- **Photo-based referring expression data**
+--

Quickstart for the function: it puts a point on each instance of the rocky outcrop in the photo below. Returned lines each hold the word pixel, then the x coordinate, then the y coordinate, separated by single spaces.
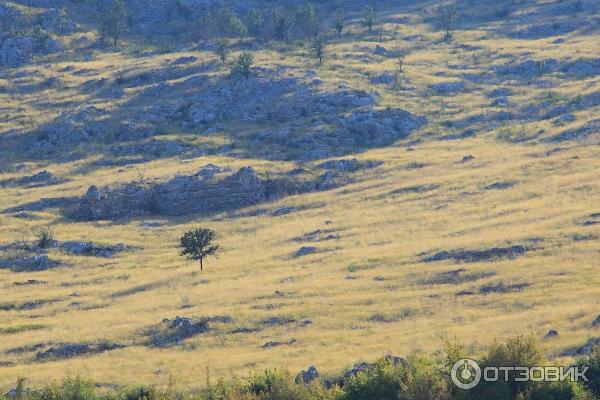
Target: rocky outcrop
pixel 16 52
pixel 179 196
pixel 171 332
pixel 491 254
pixel 201 193
pixel 43 178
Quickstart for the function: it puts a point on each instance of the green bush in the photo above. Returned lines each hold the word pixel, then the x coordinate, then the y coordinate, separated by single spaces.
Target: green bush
pixel 416 378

+--

- **Task objective**
You are asked to reproduce each line above exactly, but to exclude the pictures.

- **Completed task**
Quickstart for the function: it puts a point on each instance of the rocky outcrop in the photo below. Returned lines each hold the word pixel, then the x coordinate, then the y coordinate, separated by single spaces.
Target: rocky outcrop
pixel 16 52
pixel 179 196
pixel 171 332
pixel 491 254
pixel 201 193
pixel 43 178
Quickstart for the function: it puts a point on each instance of the green bush in the photo above. Returned lines each hold the word pixel, then the x coordinate, then the y coordinate, separated by single spaces.
Target: green bush
pixel 416 378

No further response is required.